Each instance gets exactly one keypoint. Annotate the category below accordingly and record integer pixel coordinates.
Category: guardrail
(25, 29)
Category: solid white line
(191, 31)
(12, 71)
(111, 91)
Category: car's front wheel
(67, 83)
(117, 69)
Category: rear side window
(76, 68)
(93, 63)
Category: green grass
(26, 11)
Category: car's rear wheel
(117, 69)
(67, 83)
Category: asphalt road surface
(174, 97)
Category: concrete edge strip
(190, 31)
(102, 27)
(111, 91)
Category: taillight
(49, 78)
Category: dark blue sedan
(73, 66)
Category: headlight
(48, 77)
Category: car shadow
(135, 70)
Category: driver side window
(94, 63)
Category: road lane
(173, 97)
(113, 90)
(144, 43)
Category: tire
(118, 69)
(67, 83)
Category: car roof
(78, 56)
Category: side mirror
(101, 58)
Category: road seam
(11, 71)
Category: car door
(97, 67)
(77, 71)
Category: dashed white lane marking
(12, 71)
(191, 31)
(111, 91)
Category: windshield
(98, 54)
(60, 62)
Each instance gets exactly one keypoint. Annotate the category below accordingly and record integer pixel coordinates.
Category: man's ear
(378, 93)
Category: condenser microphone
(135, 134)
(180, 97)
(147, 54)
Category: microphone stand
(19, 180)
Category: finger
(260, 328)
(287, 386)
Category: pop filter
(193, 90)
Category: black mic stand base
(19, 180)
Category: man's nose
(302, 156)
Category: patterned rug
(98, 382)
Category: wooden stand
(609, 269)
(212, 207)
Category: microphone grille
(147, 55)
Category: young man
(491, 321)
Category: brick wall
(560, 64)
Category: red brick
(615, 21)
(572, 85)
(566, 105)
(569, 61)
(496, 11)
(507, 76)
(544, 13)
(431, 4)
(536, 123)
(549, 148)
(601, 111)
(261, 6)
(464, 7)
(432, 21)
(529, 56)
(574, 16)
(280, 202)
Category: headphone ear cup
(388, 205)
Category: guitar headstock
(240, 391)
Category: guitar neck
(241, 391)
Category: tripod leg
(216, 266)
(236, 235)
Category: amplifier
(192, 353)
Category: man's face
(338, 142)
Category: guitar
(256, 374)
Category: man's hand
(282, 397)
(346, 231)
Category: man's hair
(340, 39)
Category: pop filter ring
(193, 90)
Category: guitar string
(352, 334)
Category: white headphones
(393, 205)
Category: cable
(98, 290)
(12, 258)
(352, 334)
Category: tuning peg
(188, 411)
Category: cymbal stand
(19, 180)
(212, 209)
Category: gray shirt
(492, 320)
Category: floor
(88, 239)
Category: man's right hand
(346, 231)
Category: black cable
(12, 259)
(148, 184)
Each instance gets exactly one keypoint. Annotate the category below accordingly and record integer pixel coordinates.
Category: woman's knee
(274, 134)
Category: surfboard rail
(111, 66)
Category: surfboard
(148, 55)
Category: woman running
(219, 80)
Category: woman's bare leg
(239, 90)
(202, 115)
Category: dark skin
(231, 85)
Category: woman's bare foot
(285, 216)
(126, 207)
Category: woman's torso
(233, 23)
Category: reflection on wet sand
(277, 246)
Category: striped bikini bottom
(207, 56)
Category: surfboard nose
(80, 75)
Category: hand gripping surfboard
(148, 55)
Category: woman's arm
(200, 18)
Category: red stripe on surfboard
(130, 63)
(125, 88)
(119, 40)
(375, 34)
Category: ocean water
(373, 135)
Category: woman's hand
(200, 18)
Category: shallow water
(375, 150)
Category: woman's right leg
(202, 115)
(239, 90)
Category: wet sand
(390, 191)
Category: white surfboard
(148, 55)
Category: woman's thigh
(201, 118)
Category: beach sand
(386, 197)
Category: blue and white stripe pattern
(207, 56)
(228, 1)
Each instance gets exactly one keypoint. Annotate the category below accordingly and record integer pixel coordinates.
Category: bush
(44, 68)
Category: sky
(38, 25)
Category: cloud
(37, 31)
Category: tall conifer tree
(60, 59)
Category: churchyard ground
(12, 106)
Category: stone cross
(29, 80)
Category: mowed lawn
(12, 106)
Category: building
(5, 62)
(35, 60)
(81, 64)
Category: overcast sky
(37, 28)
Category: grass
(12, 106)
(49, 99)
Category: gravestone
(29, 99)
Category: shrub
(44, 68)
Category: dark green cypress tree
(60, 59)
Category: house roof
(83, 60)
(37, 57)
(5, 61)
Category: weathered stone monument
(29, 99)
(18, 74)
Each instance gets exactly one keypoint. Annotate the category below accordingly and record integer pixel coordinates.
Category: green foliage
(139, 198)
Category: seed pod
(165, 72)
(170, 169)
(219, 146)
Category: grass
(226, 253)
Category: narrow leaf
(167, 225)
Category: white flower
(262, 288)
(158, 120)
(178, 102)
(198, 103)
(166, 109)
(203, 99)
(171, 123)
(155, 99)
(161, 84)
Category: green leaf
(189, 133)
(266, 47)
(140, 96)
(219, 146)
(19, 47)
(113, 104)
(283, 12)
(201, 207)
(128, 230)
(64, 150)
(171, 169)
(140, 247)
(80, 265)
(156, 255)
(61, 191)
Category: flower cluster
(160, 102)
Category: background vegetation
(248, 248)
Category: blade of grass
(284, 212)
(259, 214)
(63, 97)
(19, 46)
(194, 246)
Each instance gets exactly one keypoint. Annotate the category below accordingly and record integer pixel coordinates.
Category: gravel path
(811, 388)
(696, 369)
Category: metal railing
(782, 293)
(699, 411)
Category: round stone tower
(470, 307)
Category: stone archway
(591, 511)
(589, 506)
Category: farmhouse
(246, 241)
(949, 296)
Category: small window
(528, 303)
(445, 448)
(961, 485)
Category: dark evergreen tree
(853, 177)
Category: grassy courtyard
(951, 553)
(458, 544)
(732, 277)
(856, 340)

--

**Exercise details**
Reproduce every entry above exactly as it was written.

**Response to this task**
Each instance gets exactly one keypoint. Annotate the category below accordingly and record integer pixel coordinates.
Category: guardrail
(25, 29)
Category: solid white line
(191, 31)
(12, 71)
(111, 91)
Category: car's front wheel
(67, 83)
(117, 69)
Category: rear side window
(76, 68)
(93, 63)
Category: green grass
(26, 11)
Category: car's rear wheel
(117, 69)
(67, 83)
Category: asphalt road surface
(174, 97)
Category: concrete edge strip
(190, 31)
(102, 27)
(111, 91)
Category: taillight
(49, 78)
Category: dark blue sedan
(73, 66)
Category: headlight
(48, 77)
Category: car shadow
(135, 70)
Category: driver side window
(94, 63)
Category: road lane
(173, 97)
(113, 90)
(144, 43)
Category: tire
(118, 69)
(67, 83)
Category: car roof
(78, 56)
Category: side mirror
(101, 58)
Category: road seam
(11, 71)
Category: car door
(97, 67)
(77, 71)
Category: dashed white lane marking
(12, 71)
(191, 31)
(111, 91)
Category: windshield
(98, 54)
(60, 62)
Each instance gets exactly one keypoint. Annotate the category below accordingly and record integer pixel coordinates.
Category: man's ear
(378, 93)
Category: condenser microphone
(135, 134)
(180, 97)
(147, 54)
Category: microphone stand
(19, 180)
Category: finger
(260, 328)
(287, 386)
Category: pop filter
(193, 90)
Category: black mic stand base
(19, 180)
Category: man's nose
(302, 156)
Category: patterned rug
(98, 382)
Category: wooden stand
(609, 269)
(212, 207)
Category: microphone grille
(147, 55)
Category: young man
(491, 321)
Category: brick wall
(560, 64)
Category: red brick
(615, 21)
(572, 85)
(566, 105)
(569, 61)
(496, 11)
(507, 76)
(544, 13)
(431, 4)
(536, 123)
(549, 148)
(601, 111)
(261, 6)
(464, 7)
(432, 21)
(529, 56)
(574, 16)
(280, 202)
Category: headphone ear cup
(388, 205)
Category: guitar headstock
(240, 391)
Category: guitar neck
(241, 391)
Category: tripod leg
(216, 266)
(236, 235)
Category: amplifier
(192, 353)
Category: man's face
(338, 142)
Category: guitar
(256, 374)
Category: man's hand
(282, 397)
(346, 231)
Category: man's hair
(340, 39)
Category: pop filter ring
(193, 90)
Category: guitar string
(352, 334)
Category: white headphones
(393, 205)
Category: cable
(98, 290)
(12, 258)
(352, 334)
Category: tuning peg
(188, 411)
Category: cymbal stand
(19, 180)
(212, 209)
Category: gray shirt
(492, 320)
Category: floor
(88, 239)
Category: man's right hand
(346, 231)
Category: black cable
(12, 259)
(148, 184)
Each instance gets exactly one keypoint. Annotate the category below accordingly and record integer pixel coordinates.
Category: woman's knee
(274, 134)
Category: surfboard rail
(111, 66)
Category: surfboard
(148, 55)
Category: woman running
(219, 80)
Category: woman's bare leg
(239, 90)
(202, 115)
Category: dark skin
(231, 85)
Category: woman's bare foot
(285, 216)
(126, 207)
Category: woman's torso
(233, 23)
Category: reflection on wet sand
(277, 246)
Category: striped bikini bottom
(207, 56)
Category: surfboard nose
(80, 75)
Category: hand gripping surfboard
(148, 55)
Category: woman's arm
(200, 18)
Category: red stripe on surfboard
(130, 63)
(125, 88)
(119, 40)
(375, 34)
Category: ocean water
(373, 135)
Category: woman's hand
(200, 18)
Category: shallow water
(375, 150)
Category: woman's right leg
(202, 115)
(239, 90)
Category: wet sand
(390, 191)
Category: white surfboard
(148, 55)
Category: woman's thigh
(201, 118)
Category: beach sand
(386, 197)
Category: blue and white stripe pattern
(207, 56)
(228, 1)
Each instance gets exactly one keypoint. Annotate the category below accordingly and record integer pixel coordinates.
Category: bush
(44, 68)
Category: sky
(38, 25)
Category: cloud
(37, 31)
Category: tall conifer tree
(60, 59)
Category: churchyard ground
(12, 106)
Category: stone cross
(29, 80)
Category: mowed lawn
(12, 106)
Category: building
(5, 62)
(35, 60)
(81, 64)
Category: overcast sky
(37, 28)
Category: grass
(12, 106)
(49, 99)
Category: gravestone
(29, 99)
Category: shrub
(44, 68)
Category: dark green cypress tree
(60, 59)
Category: house roof
(83, 60)
(37, 57)
(5, 61)
Category: weathered stone monument
(29, 99)
(18, 74)
Each instance gets exactly one keypoint. Annotate the category below accordingly and record integer pixel coordinates.
Category: green foliage
(139, 198)
Category: seed pod
(165, 72)
(170, 169)
(219, 146)
Category: grass
(226, 253)
Category: narrow leaf
(167, 225)
Category: white flower
(262, 288)
(158, 120)
(178, 102)
(198, 103)
(166, 109)
(203, 99)
(171, 123)
(155, 99)
(161, 84)
Category: green leaf
(189, 133)
(266, 47)
(140, 96)
(219, 146)
(19, 47)
(113, 104)
(283, 12)
(201, 207)
(128, 230)
(64, 150)
(171, 169)
(140, 247)
(80, 265)
(156, 255)
(61, 191)
Category: flower cluster
(160, 102)
Category: background vegetation
(248, 248)
Category: blade of grass
(284, 212)
(259, 214)
(63, 97)
(19, 46)
(194, 246)
Each instance gets exactly one keypoint. Annotate the category below accordingly and record integer pixel coordinates.
Category: gravel path
(811, 388)
(696, 369)
Category: metal railing
(782, 293)
(699, 411)
Category: round stone tower
(470, 307)
Category: stone archway
(591, 511)
(589, 506)
Category: farmhouse
(246, 241)
(949, 296)
Category: small window
(528, 303)
(445, 448)
(961, 485)
Category: dark evergreen tree
(853, 177)
Category: grassy courtyard
(951, 553)
(458, 544)
(732, 277)
(856, 340)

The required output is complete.